**EXERCISE DIRECTIONS**
Return every record below exactly as written, omitting any pictures.

**TASK INPUTS**
----
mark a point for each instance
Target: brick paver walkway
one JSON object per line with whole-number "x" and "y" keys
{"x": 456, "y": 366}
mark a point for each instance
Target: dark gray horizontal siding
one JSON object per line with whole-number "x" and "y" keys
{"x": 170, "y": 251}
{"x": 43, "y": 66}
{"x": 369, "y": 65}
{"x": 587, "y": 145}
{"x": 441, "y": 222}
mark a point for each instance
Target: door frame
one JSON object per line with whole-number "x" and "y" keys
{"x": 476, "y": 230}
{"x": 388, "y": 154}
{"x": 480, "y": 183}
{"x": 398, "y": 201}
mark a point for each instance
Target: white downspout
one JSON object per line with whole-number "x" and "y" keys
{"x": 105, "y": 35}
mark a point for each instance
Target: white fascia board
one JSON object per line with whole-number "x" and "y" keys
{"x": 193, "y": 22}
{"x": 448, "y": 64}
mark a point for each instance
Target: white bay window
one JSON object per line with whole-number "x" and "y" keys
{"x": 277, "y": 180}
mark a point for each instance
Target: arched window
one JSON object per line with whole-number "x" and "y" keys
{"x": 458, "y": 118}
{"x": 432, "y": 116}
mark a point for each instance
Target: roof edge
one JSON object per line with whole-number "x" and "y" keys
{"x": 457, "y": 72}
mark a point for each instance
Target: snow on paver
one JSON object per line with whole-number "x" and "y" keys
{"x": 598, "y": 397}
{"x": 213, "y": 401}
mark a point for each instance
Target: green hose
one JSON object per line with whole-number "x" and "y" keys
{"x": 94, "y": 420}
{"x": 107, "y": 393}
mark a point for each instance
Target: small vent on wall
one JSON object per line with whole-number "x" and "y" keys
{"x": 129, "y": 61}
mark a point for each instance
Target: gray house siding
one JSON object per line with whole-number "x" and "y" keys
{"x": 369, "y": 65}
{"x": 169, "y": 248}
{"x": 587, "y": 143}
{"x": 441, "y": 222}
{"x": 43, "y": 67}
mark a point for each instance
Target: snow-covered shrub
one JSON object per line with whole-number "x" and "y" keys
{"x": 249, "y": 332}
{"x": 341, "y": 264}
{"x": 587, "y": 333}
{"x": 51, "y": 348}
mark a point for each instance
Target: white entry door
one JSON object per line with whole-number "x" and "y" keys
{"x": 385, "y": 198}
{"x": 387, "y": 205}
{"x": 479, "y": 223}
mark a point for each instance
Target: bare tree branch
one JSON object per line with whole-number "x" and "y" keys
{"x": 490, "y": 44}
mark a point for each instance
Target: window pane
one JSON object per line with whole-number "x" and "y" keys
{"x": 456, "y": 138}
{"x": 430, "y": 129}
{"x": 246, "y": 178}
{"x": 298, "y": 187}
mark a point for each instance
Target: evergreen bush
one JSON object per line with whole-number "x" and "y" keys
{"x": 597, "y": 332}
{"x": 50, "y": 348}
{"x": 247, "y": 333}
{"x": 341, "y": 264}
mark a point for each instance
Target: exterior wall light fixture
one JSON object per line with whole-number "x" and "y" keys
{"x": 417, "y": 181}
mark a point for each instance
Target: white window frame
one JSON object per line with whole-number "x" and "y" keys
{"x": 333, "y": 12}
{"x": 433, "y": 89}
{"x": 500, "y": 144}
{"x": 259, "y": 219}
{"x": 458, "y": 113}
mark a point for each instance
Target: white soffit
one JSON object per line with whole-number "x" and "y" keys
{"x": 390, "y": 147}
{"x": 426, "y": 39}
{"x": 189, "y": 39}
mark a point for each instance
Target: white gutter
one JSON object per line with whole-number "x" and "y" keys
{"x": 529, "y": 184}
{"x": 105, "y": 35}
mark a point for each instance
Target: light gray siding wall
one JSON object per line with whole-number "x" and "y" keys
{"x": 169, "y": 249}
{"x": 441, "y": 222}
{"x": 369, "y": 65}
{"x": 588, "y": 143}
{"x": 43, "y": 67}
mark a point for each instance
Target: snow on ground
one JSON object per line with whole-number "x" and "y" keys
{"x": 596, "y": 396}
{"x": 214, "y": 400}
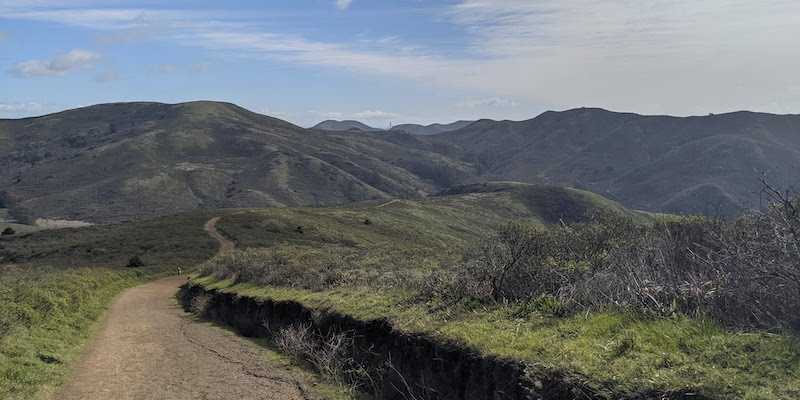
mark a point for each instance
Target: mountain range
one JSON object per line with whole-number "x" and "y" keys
{"x": 114, "y": 162}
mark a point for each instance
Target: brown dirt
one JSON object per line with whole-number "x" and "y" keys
{"x": 149, "y": 348}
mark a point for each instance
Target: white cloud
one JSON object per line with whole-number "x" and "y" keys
{"x": 107, "y": 76}
{"x": 343, "y": 4}
{"x": 74, "y": 59}
{"x": 374, "y": 115}
{"x": 659, "y": 56}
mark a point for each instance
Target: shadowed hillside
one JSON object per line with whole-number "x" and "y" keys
{"x": 708, "y": 164}
{"x": 119, "y": 161}
{"x": 115, "y": 162}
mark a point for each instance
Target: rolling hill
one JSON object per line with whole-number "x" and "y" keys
{"x": 114, "y": 162}
{"x": 432, "y": 129}
{"x": 347, "y": 125}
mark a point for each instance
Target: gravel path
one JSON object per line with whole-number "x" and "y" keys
----
**CORRECT RESULT**
mark a point for each instance
Target: brick paver walkway
one JSON object per line with whole-number "x" and "y" keys
{"x": 456, "y": 366}
mark a point for each instance
Target: dark gray horizontal siding
one JSON object per line with whole-number "x" and "y" keys
{"x": 170, "y": 251}
{"x": 43, "y": 66}
{"x": 369, "y": 65}
{"x": 587, "y": 145}
{"x": 441, "y": 222}
mark a point for each instance
Target: door frame
one JSON object per line with whole-number "x" and "y" keys
{"x": 476, "y": 230}
{"x": 388, "y": 154}
{"x": 480, "y": 183}
{"x": 398, "y": 201}
mark a point for each instance
Target: white downspout
one JSON object per line with whole-number "x" and "y" keys
{"x": 105, "y": 35}
mark a point for each instance
Target: white fascia board
one JSON object per line with whole-number "x" and "y" keys
{"x": 193, "y": 22}
{"x": 448, "y": 64}
mark a point for each instance
Target: white bay window
one JSON object per line with whole-number "x" and "y" keys
{"x": 277, "y": 180}
mark a point for each instance
Target: arched window
one JSON object per line with whole-number "x" and "y" keys
{"x": 458, "y": 118}
{"x": 432, "y": 116}
mark a point for each instance
Target: roof edge
one JSON object per line with whole-number "x" and "y" keys
{"x": 457, "y": 72}
mark a point for each instance
Target: snow on paver
one JSON object per line with whole-number "x" and "y" keys
{"x": 598, "y": 397}
{"x": 213, "y": 401}
mark a point for each instance
Target: green hose
one JSON object per line with whole-number "x" and "y" keys
{"x": 94, "y": 420}
{"x": 107, "y": 393}
mark a point for each instance
Target: small vent on wall
one JSON object per line with whole-number "x" and "y" keys
{"x": 129, "y": 61}
mark a point for each instance
Target: gray house siding
one JSON object per line with whole-number "x" and "y" keys
{"x": 369, "y": 65}
{"x": 169, "y": 248}
{"x": 587, "y": 143}
{"x": 441, "y": 222}
{"x": 43, "y": 67}
mark a point for each instance
Target: snow-covered shrub
one JSON object per line with whole-number "x" and "y" keys
{"x": 249, "y": 332}
{"x": 341, "y": 264}
{"x": 587, "y": 333}
{"x": 51, "y": 348}
mark a point for each instance
Target: white entry door
one JSON object per line with whole-number "x" and "y" keys
{"x": 385, "y": 198}
{"x": 387, "y": 205}
{"x": 479, "y": 223}
mark a point for each instance
Target: bare tree branch
one JSON object per line with whole-number "x" and "y" keys
{"x": 490, "y": 44}
mark a point for each instance
Target: window pane
one JSON object per line with whole-number "x" and "y" keys
{"x": 456, "y": 138}
{"x": 430, "y": 129}
{"x": 246, "y": 178}
{"x": 298, "y": 187}
mark a point for each instance
Target: evergreen bush
one JSON object per line with whole-number "x" and "y" keys
{"x": 597, "y": 332}
{"x": 50, "y": 348}
{"x": 247, "y": 333}
{"x": 341, "y": 264}
mark a point for each instance
Target: exterior wall light fixture
one JSON object per line with whole-number "x" and "y" keys
{"x": 417, "y": 181}
mark a point for each instance
Target: white window frame
one JSON object per line with whole-number "x" and "y" keys
{"x": 333, "y": 12}
{"x": 433, "y": 89}
{"x": 500, "y": 144}
{"x": 259, "y": 219}
{"x": 458, "y": 113}
mark a point for each instance
Target: white soffit
one JSON object per line with whole-number "x" and "y" keys
{"x": 390, "y": 147}
{"x": 426, "y": 39}
{"x": 189, "y": 39}
mark a point for each instance
Target: white gutter
one JSON object per line with whole-number "x" and "y" keys
{"x": 529, "y": 184}
{"x": 105, "y": 35}
mark a point for each instance
Target: light gray siding wall
one JSON object per line with whole-number "x" and "y" keys
{"x": 169, "y": 249}
{"x": 441, "y": 222}
{"x": 369, "y": 65}
{"x": 588, "y": 143}
{"x": 43, "y": 67}
mark a point for each instance
Target: snow on ground
one JSON object per line with whole-number "x" and "y" keys
{"x": 596, "y": 396}
{"x": 214, "y": 400}
mark a point for each instance
Target: mountain range
one JSON object per line with whole-number "x" and "y" keys
{"x": 114, "y": 162}
mark a point for each instance
Target: brown dirt
one JSON object per line with whole-number "x" and "y" keys
{"x": 149, "y": 348}
mark a point for each instance
Target: white cloud
one JSON object per line with whole-number "x" and "y" keys
{"x": 107, "y": 76}
{"x": 343, "y": 4}
{"x": 74, "y": 59}
{"x": 374, "y": 115}
{"x": 659, "y": 56}
mark a point for each instance
Target: shadowed hillside
one JSON object per line with whole-number "x" and "y" keys
{"x": 708, "y": 164}
{"x": 119, "y": 161}
{"x": 115, "y": 162}
mark a point for each instance
Target: rolling hill
one JSON object per line with whole-number "x" and "y" keys
{"x": 114, "y": 162}
{"x": 432, "y": 129}
{"x": 347, "y": 125}
mark a point for each instance
Target: gravel path
one JSON object per line with whole-number "x" and "y" keys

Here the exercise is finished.